§ Entries supplied
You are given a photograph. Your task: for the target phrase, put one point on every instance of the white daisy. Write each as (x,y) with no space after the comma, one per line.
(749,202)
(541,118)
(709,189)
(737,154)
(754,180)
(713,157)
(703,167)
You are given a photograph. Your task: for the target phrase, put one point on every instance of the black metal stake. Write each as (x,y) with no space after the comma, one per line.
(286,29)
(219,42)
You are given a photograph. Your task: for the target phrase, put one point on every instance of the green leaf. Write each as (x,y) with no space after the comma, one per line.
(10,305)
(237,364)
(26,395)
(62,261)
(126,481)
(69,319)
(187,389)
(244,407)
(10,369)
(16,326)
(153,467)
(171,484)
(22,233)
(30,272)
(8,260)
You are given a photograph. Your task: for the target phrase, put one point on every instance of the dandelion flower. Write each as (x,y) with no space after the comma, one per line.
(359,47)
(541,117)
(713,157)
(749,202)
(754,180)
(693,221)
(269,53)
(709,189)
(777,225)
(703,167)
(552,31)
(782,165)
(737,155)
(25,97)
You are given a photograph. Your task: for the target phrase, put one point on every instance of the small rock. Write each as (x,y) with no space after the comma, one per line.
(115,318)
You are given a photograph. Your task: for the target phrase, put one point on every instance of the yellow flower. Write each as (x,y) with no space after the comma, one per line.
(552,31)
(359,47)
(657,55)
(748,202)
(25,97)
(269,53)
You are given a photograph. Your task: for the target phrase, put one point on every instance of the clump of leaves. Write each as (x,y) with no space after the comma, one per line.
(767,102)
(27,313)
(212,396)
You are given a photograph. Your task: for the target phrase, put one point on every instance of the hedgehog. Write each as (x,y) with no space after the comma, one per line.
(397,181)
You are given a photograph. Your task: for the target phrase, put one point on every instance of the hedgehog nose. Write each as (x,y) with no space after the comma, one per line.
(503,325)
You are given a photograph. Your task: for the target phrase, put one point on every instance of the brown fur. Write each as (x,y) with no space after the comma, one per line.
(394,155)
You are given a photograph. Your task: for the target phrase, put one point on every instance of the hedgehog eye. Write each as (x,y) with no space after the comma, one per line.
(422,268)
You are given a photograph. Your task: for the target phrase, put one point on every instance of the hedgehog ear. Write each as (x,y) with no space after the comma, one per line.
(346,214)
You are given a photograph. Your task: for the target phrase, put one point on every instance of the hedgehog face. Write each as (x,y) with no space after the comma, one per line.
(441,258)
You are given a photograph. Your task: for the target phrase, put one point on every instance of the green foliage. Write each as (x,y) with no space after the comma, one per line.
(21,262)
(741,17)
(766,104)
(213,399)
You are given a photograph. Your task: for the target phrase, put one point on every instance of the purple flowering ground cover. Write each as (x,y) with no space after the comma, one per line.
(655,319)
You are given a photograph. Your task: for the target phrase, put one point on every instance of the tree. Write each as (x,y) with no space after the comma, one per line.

§ Work to do
Starting at the line that contains "the hedgehog nose." and ending at the end of the rows, write those rows out again with "hedgehog" swapped for "porcupine" and nothing else changed.

§ Problem solution
You are given a photograph. Your task: for the target phrase, put one point on every instance of the porcupine nose. Write each as (x,y) with no space after the comma, one per line.
(503,325)
You are given a photograph. Your task: for the target phrase, put one point on every instance of the brown fur. Write each as (x,y) with no space after the comma, one per line.
(394,155)
You are given a photograph. Your task: for the target phrase, put one point on every instance of the porcupine eye. Write each as (x,y) with no space after the comma, one per line.
(422,268)
You are given a photograph. Your task: for the target phrase, put one point on every instance of the porcupine ear. Write each as (x,y) with no space after the comma, one per line.
(346,214)
You are given a photograph. Your task: for the target phrase, put one point on every instance of the porcupine face. Write each as (x,y) with no space after the comma, one per line.
(441,258)
You are given a photograph. Your task: for the target phrase, put one point on every instance of the green foliage. Write each as (x,y) with no space after the comma, one per line.
(21,262)
(741,17)
(766,104)
(213,399)
You are given a photograph. Your task: for the target phrase, put one point on every instance of the purple flowering ground cover. Write each as (x,y) with no space after the comma, one per line.
(655,319)
You are given a photograph. Your task: for the target phrase, put one point on every instance of the tree. Write each as (x,y) with no space after the comma, one per line.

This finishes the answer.